Brief 1
In the thesis abstract, where do foreign agents log messages for applications running on mobile hosts?

Page excerpt
Failure recovery in wireless computing environments

Bin Yao, Purdue University

Abstract

This thesis investigates failure recovery techniques for distributed applications in wireless LANs and cellular networks. The limitations on available network bandwidth, battery power and lack of stable storage for notebook computers and hand-held de vices make traditional failure recovery protocols not readily applicable to wireless environments. In addition, hand-held devices typically have slow processors and limited amount of memory, that make it difficult to implement failure recovery for applications running on these devices. A protocol for failure recovery in wireless LANs using message logging is developed in this thesis. In this approach, foreign agents log messages at base stations for applications running on mobile hosts. In contrast to existing wireless recovery protocols, failure of a mobile host does not affect processes on other mobile hosts and recovery is independent. Proxy-based recovery, where application layer proxies provide failure recovery for the client side of three-tier applications on cellular networks, is also presented. In case of a client failure, the proxy can recover the client using its local copy of the client's state and message logs, without any assistance from the server. Experiments and simulations show that both of the protocols have similar failure free runtime performance as compared to existing protocols and achieve faster recovery time. To facilitate failure recovery on mobile hosts, a user-directed and a transparent checkpoint library for Windows 2000 operating system has also been developed. The checkpoint libraries described in the Appendix can be combined with the message logging protocols presented in this thesis to recover multi-threaded client programs.

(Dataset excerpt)
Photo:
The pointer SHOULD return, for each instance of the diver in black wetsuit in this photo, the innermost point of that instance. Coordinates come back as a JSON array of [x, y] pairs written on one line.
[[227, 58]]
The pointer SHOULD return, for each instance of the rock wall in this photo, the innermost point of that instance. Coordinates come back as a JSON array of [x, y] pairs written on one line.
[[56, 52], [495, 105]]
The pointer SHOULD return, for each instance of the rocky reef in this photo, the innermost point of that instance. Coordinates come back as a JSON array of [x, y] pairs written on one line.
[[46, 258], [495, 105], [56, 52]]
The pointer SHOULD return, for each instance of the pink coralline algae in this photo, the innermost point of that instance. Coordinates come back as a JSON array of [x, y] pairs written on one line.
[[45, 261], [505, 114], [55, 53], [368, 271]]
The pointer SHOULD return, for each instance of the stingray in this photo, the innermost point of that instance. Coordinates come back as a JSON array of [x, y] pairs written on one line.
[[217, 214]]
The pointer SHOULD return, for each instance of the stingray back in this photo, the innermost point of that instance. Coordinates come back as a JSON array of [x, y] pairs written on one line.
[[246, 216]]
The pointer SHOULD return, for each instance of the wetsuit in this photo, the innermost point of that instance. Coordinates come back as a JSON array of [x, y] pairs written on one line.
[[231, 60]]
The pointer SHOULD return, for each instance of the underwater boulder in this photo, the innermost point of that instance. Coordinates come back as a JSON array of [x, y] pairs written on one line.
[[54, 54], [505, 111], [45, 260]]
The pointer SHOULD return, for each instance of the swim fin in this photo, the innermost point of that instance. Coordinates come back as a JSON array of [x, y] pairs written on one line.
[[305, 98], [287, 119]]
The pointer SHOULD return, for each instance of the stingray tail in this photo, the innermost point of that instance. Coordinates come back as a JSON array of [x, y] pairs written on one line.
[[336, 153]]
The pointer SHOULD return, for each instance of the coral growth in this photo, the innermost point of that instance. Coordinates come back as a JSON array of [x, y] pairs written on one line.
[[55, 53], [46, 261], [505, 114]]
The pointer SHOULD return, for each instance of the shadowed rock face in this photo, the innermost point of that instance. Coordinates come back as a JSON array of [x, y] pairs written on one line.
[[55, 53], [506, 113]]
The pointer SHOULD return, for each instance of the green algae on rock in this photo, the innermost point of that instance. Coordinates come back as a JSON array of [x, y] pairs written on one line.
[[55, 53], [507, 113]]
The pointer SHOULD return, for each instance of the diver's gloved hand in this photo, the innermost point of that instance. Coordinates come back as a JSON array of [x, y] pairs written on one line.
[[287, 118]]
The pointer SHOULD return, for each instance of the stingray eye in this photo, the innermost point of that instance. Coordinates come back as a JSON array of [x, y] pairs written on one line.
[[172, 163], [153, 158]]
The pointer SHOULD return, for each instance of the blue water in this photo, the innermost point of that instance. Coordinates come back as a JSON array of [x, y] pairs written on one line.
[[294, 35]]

Brief 2
Report every line of the listing that contains the string "stingray".

Final result 1
They log the messages at base stations.

Final result 2
The pointer SHOULD return, for each instance of the stingray in this photo, the innermost point of that instance. Coordinates come back as a JSON array of [x, y] pairs written on one line.
The pointer SHOULD return, for each instance of the stingray back in this photo, the innermost point of that instance. Coordinates come back as a JSON array of [x, y] pairs written on one line.
The pointer SHOULD return, for each instance of the stingray tail in this photo, the innermost point of that instance. Coordinates come back as a JSON array of [x, y] pairs written on one line.
The pointer SHOULD return, for each instance of the stingray eye in this photo, the innermost point of that instance. Coordinates come back as a JSON array of [x, y] pairs written on one line.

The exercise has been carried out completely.